▸ Activity
In the text on running the CFE model below, list every argument named in angle brackets in the general form of the ngen command, in the order they appear.

▸ Passage for review
===

Command to run the CFE model in NGEN framework:

ngen config/catchments.geojson "" config/nexus.geojson "" config/realization.json ""

ngen <catchment_data_path> <catchment subset ids> <nexus_data_path> <nexus subset ids> <realization_config_path>

To simulate every catchment in the input hydrofabric, leave the subset lists empty, or use "all" i.e.:

ngen ./data/catchment_data.geojson "" ./data/nexus_data.geojson "" ./data/refactored_example_realization_config.json

ngen ./data/catchment_data.geojson "all" ./data/nexus_data.geojson "all" ./data/refactored_example_realization_config.json

Results of the CFE Model for Hurricane Irene

	Count	Mean	Std Dev	Min	25th Percentile	Median	75th Percentile	Max
cat-694853-discharge	121	35116	7759	13545	30303	36759	41286	45851
cat-694852-discharge	121	91612	20169	37608	78792	94914	108394	116500
cat-694856-discharge	121	14726	2420	12682	13323	13827	14890	23480
cat-694725-discharge	121	38087	1849	35030	36493	38032	39653	41361
cat-694855-discharge	121	12833	623	11803	12296	12815	13361	13936
cat-694724-discharge	121	5307	258	4881	5084	5299	5525	5763
cat-694854-discharge	121	20797	4108	12597	17201	21171	24727	26278
cat-694723-discharge	121	5535	269	5091	5304	5527	5763	6011
cat-694722-discharge	121	4426	215	4071	4241	4419	4608	4806

All values are rounded to the nearest whole number. The columns represent the following statistics:

Count: The number of hourly discharge measurements for each catchment.
Mean: The average discharge over the given time period.
Std Dev: The standard deviation of the discharge, a measure of the variation or dispersion of the values.
Min: The minimum discharge observed.
25th Percentile: 25% of the discharge values were below this value (also known as the first quartile).
Median: The middle value when the discharge values are arranged in ascending order (also known as the second quartile or the 50th percentile).
75th Percentile: 75% of the discharge values were below this value (also known as the third quartile).
Max: The maximum discharge observed.

===

▸ Material shown
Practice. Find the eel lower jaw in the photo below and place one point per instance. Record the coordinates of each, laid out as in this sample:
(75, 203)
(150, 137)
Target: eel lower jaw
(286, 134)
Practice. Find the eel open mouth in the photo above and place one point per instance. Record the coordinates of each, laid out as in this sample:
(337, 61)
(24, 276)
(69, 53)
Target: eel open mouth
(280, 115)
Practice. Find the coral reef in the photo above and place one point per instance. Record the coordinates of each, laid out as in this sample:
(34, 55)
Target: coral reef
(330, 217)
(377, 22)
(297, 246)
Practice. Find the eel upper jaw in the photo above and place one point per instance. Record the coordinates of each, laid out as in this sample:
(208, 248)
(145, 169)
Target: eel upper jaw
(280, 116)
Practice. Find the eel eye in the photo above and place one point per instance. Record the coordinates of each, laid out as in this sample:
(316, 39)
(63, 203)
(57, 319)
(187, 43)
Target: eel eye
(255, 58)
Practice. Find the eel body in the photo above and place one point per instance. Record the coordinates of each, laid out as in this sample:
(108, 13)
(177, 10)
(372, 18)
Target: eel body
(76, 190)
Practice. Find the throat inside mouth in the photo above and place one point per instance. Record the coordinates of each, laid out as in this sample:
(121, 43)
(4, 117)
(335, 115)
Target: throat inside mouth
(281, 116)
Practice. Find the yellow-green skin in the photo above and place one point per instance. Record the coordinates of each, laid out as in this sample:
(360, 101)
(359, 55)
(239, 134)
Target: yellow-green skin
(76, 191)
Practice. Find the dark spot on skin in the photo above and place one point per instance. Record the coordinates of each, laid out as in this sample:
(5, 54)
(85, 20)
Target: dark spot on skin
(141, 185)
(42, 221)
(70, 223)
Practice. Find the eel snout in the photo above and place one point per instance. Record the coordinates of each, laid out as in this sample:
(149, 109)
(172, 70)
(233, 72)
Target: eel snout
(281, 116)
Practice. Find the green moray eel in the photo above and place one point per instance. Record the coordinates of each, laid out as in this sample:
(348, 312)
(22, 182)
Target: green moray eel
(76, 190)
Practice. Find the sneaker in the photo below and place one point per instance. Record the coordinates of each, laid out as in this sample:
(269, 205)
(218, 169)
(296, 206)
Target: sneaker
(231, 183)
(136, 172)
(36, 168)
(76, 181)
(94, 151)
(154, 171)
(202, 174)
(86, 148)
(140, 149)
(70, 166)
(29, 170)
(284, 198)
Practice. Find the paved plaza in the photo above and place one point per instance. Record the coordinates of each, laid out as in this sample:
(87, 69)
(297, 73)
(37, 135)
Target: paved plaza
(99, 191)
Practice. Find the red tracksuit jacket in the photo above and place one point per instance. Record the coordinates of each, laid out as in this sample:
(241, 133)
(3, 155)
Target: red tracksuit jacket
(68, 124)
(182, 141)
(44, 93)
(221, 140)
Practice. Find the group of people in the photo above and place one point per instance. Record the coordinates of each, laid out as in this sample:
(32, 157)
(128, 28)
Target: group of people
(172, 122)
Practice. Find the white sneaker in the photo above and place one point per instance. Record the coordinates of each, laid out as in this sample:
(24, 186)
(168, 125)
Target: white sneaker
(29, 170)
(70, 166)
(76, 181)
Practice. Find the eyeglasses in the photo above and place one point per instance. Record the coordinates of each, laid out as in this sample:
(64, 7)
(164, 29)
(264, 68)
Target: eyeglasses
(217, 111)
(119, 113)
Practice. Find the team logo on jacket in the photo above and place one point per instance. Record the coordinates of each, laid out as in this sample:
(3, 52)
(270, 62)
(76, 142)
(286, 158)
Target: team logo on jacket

===

▸ Exercise response
catchment_data_path
catchment subset ids
nexus_data_path
nexus subset ids
realization_config_path